▶ _TASK DETAILS_:
Copy out the items below, substituting "display" for every occurrence of "screen" and leaving everything else unchanged.

▶ _INPUT ROWS_:

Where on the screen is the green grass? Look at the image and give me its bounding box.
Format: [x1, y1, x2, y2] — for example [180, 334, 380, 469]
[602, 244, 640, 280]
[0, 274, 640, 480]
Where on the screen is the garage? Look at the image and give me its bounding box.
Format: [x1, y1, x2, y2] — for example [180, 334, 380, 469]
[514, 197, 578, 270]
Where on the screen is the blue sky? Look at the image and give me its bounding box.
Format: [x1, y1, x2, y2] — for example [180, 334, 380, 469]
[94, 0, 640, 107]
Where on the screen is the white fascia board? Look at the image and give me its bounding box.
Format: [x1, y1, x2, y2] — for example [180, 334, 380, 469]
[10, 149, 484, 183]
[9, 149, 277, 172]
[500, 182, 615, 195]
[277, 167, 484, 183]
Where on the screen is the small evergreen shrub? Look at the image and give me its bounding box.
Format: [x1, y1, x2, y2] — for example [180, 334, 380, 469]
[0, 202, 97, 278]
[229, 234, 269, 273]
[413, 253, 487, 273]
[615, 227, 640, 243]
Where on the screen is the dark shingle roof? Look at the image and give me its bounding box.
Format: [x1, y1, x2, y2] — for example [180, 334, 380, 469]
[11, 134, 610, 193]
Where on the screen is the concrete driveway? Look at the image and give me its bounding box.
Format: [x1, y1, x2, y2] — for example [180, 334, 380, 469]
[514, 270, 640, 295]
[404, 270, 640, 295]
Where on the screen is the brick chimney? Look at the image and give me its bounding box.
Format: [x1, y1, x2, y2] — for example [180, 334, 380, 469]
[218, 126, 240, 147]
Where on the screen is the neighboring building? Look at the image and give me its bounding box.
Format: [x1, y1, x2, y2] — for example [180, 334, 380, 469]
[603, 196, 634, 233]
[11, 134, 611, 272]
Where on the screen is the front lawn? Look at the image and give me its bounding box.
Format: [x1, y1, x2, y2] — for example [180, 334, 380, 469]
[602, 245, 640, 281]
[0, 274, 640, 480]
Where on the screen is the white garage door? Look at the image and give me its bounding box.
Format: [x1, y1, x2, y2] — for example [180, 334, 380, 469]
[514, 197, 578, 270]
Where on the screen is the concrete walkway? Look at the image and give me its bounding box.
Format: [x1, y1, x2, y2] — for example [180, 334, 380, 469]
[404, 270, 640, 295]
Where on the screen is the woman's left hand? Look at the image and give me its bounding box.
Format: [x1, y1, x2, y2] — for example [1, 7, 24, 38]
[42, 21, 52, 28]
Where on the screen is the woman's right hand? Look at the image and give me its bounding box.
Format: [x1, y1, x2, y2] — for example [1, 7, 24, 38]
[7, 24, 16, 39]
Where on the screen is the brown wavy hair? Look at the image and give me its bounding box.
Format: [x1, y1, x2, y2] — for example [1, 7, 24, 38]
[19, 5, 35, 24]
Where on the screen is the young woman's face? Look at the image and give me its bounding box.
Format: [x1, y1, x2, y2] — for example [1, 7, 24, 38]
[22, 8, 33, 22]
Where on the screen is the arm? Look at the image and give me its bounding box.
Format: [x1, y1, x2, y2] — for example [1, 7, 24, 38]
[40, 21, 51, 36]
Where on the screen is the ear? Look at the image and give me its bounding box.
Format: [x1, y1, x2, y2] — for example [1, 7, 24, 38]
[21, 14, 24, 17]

▶ _TASK RESPONSE_:
Where on the display is the green grass? Look at the image and give me its bounding box.
Format: [x1, y1, x2, y2] — for example [180, 334, 380, 469]
[602, 244, 640, 280]
[0, 274, 640, 480]
Where on the display is the garage? Look at the image and give me its bounding box.
Format: [x1, y1, x2, y2] — for example [180, 334, 380, 469]
[514, 197, 578, 270]
Where on the display is the blue sky? Look at the image and give me its bounding box.
Format: [x1, y1, x2, y2] — for example [180, 334, 380, 469]
[94, 0, 640, 107]
Where on the display is the white fascia board? Look at the image and give me its bounding box.
Format: [x1, y1, x2, y2] — for example [180, 334, 380, 469]
[10, 149, 484, 183]
[9, 149, 277, 172]
[500, 182, 615, 195]
[277, 167, 484, 183]
Where on the display is the small evergreen shrub? Look at the image and give me its bounding box.
Format: [x1, y1, x2, y2] — for example [180, 334, 380, 469]
[0, 202, 97, 278]
[229, 234, 269, 273]
[413, 253, 487, 273]
[615, 227, 640, 243]
Where on the display is the dark shingle roof? Look at the image and give me its bounding box.
Format: [x1, y1, x2, y2] — for example [180, 334, 380, 469]
[11, 134, 610, 193]
Where on the display is the concrete driveway? Look at the image and give me its bounding box.
Format: [x1, y1, x2, y2] — for example [180, 334, 380, 469]
[514, 270, 640, 295]
[404, 270, 640, 295]
Where on the display is the brick chimney? Look at the image and give me its bounding box.
Format: [x1, y1, x2, y2] — for example [180, 334, 380, 469]
[218, 126, 240, 147]
Where on the display is the neighboring building? Look at the image and give me its bounding box.
Format: [x1, y1, x2, y2] — for example [180, 334, 380, 469]
[603, 196, 634, 233]
[11, 134, 611, 272]
Where on the display is the front lawn? Look at the image and give me its bounding box.
Format: [x1, y1, x2, y2] — for example [180, 334, 380, 469]
[602, 245, 640, 281]
[0, 274, 640, 480]
Where on the display is the white garage door? Look at the image and give me its bounding box.
Format: [x1, y1, x2, y2] — for example [180, 334, 380, 469]
[514, 197, 578, 270]
Where on the display is the concrete walkway? Look at the image and give me its bounding box.
Format: [x1, y1, x2, y2] — for example [180, 334, 380, 469]
[404, 270, 640, 295]
Where on the display is the woman's left hand? Look at the image and give me its bounding box.
Format: [x1, y1, x2, y2] — for example [1, 7, 24, 38]
[42, 21, 52, 28]
Where on the display is the woman's right hand? Look at the image and give me its bounding box.
Format: [x1, y1, x2, y2] — for example [1, 7, 24, 38]
[7, 24, 16, 39]
Where on the display is the brown wavy hair? Look at the image and give me its bounding box.
Format: [x1, y1, x2, y2] — for example [1, 7, 24, 38]
[19, 5, 35, 24]
Where on the display is the young woman's face? Look at the image and give me its bounding box.
Format: [x1, y1, x2, y2] — for example [1, 7, 24, 38]
[22, 8, 33, 22]
Where on the display is the arm? Look at the image and give me its bounding box.
Format: [x1, y1, x2, y2] — for example [1, 7, 24, 38]
[40, 21, 51, 36]
Where on the display is the ear? Look at the image and give me its bounding box.
Format: [x1, y1, x2, y2] — for example [1, 7, 24, 38]
[21, 14, 24, 17]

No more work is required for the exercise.